** BEGIN STORED RECORDS **

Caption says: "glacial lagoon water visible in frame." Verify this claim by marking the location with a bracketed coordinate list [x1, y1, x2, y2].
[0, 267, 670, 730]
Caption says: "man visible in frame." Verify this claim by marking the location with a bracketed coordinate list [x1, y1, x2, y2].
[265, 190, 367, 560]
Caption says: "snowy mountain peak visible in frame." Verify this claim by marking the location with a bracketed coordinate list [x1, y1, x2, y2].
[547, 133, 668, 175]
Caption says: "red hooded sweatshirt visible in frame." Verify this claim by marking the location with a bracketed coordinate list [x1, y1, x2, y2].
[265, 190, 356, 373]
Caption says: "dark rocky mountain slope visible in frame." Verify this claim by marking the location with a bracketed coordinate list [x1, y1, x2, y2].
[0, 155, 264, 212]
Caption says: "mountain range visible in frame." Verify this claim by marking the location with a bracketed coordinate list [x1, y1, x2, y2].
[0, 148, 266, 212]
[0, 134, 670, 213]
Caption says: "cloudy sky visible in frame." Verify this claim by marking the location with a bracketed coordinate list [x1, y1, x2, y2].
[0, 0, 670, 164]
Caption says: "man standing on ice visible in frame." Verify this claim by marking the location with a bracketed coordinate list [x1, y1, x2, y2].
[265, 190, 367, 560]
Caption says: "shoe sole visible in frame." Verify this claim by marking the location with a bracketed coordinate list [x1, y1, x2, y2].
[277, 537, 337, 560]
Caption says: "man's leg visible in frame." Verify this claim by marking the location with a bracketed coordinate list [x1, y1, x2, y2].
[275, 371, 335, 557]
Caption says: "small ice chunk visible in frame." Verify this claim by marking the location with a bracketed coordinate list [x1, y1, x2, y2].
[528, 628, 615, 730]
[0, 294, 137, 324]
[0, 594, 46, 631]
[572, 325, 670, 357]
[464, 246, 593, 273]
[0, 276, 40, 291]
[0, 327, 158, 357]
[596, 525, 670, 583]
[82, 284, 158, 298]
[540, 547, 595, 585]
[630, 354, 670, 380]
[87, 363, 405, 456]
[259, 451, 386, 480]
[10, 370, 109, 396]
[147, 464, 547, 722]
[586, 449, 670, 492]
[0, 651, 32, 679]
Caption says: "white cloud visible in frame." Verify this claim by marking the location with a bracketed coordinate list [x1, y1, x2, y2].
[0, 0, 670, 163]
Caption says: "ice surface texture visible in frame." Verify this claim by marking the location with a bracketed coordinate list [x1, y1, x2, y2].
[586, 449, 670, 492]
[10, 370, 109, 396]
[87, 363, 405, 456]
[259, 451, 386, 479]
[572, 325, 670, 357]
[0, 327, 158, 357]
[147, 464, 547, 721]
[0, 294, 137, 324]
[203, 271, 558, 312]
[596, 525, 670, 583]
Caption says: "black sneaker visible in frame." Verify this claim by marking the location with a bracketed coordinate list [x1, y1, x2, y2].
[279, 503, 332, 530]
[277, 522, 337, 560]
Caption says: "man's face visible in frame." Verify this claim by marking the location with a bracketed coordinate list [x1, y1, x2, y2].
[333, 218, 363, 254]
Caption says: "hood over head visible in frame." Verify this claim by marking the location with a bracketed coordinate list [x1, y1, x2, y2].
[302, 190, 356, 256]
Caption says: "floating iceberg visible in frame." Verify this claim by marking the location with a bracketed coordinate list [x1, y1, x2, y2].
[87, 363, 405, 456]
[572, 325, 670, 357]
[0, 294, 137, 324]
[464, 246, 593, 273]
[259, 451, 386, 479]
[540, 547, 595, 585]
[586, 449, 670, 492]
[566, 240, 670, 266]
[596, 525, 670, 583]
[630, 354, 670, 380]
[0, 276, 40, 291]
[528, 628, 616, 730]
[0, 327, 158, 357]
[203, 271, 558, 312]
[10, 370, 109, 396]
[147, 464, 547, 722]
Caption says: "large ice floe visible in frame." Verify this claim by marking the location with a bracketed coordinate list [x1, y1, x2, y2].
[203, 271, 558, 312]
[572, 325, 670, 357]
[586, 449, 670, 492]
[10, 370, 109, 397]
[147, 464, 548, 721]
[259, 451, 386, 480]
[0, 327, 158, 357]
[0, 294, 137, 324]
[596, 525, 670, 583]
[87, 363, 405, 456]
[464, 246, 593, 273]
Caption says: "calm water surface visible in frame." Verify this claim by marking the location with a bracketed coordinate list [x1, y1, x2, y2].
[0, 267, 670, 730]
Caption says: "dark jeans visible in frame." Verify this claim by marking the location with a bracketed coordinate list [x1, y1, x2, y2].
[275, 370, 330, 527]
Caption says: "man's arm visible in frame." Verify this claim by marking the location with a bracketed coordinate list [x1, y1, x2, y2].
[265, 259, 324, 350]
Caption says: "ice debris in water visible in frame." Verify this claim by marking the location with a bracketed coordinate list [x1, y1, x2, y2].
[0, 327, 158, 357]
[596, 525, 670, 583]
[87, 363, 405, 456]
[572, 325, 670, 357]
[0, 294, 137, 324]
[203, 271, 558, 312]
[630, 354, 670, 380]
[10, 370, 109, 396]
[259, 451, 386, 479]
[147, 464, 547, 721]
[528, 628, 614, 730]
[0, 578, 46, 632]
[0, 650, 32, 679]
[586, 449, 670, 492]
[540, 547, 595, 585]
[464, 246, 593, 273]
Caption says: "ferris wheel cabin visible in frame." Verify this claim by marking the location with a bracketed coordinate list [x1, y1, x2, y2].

** END STORED RECORDS **

--- DESCRIPTION OF THE TASK ---
Output everything in the material from the line containing "sole visible in" down to the line containing "[0, 0, 670, 163]", both ends included, as a JSON list of strings. Make one string per line and leave out blank lines.

--- ANSWER TO THE PROBLEM ---
[
  "Caption says: \"shoe sole visible in frame.\" Verify this claim by marking the location with a bracketed coordinate list [x1, y1, x2, y2].",
  "[277, 537, 337, 560]",
  "Caption says: \"man's leg visible in frame.\" Verify this claim by marking the location with a bracketed coordinate list [x1, y1, x2, y2].",
  "[275, 371, 335, 557]",
  "Caption says: \"small ice chunk visible in frame.\" Verify this claim by marking the location with a bracketed coordinate list [x1, y1, x2, y2].",
  "[528, 628, 615, 730]",
  "[0, 294, 137, 324]",
  "[0, 594, 46, 631]",
  "[572, 325, 670, 357]",
  "[464, 246, 593, 273]",
  "[0, 276, 40, 291]",
  "[0, 327, 158, 357]",
  "[596, 525, 670, 583]",
  "[82, 284, 158, 298]",
  "[540, 547, 595, 585]",
  "[630, 354, 670, 380]",
  "[87, 363, 405, 456]",
  "[259, 451, 386, 480]",
  "[10, 370, 109, 396]",
  "[147, 464, 547, 722]",
  "[586, 449, 670, 492]",
  "[0, 651, 32, 679]",
  "Caption says: \"white cloud visible in frame.\" Verify this claim by marking the location with a bracketed coordinate list [x1, y1, x2, y2].",
  "[0, 0, 670, 163]"
]